▶ [Provided passage]
====================

March 21, 2012

Get Ready ...

I've been studying Dow Jone's stock market theory - probably too much. But it's really interesting, and offers some insight into the psychology of the stock market. One aspect of the theory that has been pretty well dead on the money comes from Dow's observations of the relationship between the Dow transportation index and the Dow Jones industrial average.  Specifically, when one average reaches a new high, but the movement is not confirmed by the other average, it's a sign to stay nimble and be wary. This can also help you to "buy low", if only simply by avoiding buying into the top of a stock market rally.

The above picture illustrates - back in July 2011, the transportation index hit a new high (relative to itself), but the Dow  failed to confirm the move.  Then later on in the month, the Dow attempted to break through it's old high, but the transportation index moved sharply lower. The next move was sharply down for pretty well all indexes in the stock exchanges world-wide. Let's hear it for globalization!

====================

▶ [Record extracts]

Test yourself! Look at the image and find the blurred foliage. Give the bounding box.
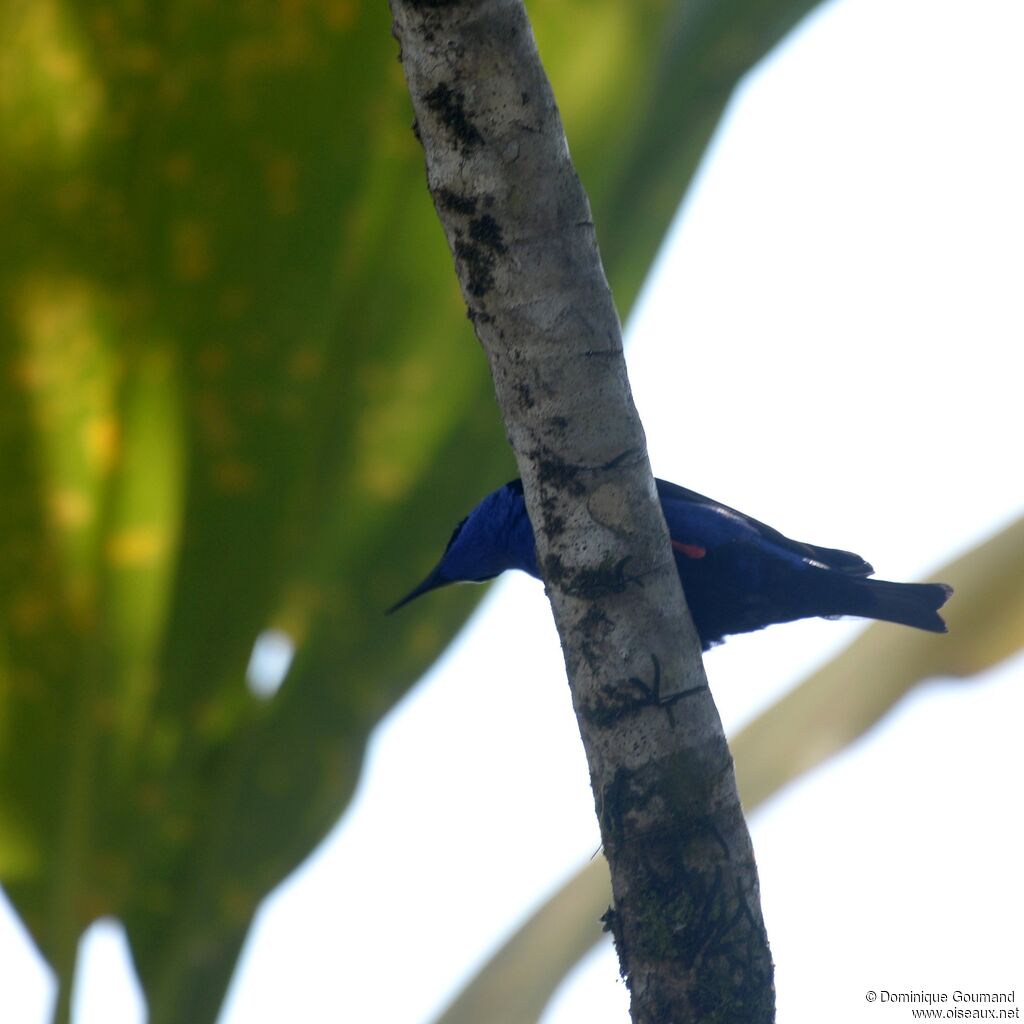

====================

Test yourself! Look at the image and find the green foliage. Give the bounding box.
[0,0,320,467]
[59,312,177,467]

====================

▶ [Instructions]
1 > Rewrite the paragraph of the Dow theory post that begins "I've been studying" as a short bulleted list that keeps its main facts.
2 > Answer these questions using the Dow theory post:
(a) What does the writer say it signals when one average reaches a new high but the other does not confirm it?
(b) What did the transportation index do in July 2011?
(c) What happened to indexes after the transportation index moved sharply lower?

▶ [Expected responses]
1 >
- The writer has been studying Dow's stock market theory, perhaps too much, and finds it interesting for what it reveals about market psychology.
- One part of the theory that has proved accurate concerns the relationship between the Dow transportation index and the Dow Jones industrial average.
- When one average reaches a new high that the other does not confirm, it is a sign to stay nimble and be wary.
- This can help you "buy low," if only by keeping you from buying at the top of a rally.

2 >
(a) It is a sign to stay nimble and be wary.
(b) It hit a new high relative to itself, but the Dow failed to confirm the move.
(c) The next move was sharply down for almost all indexes on stock exchanges worldwide.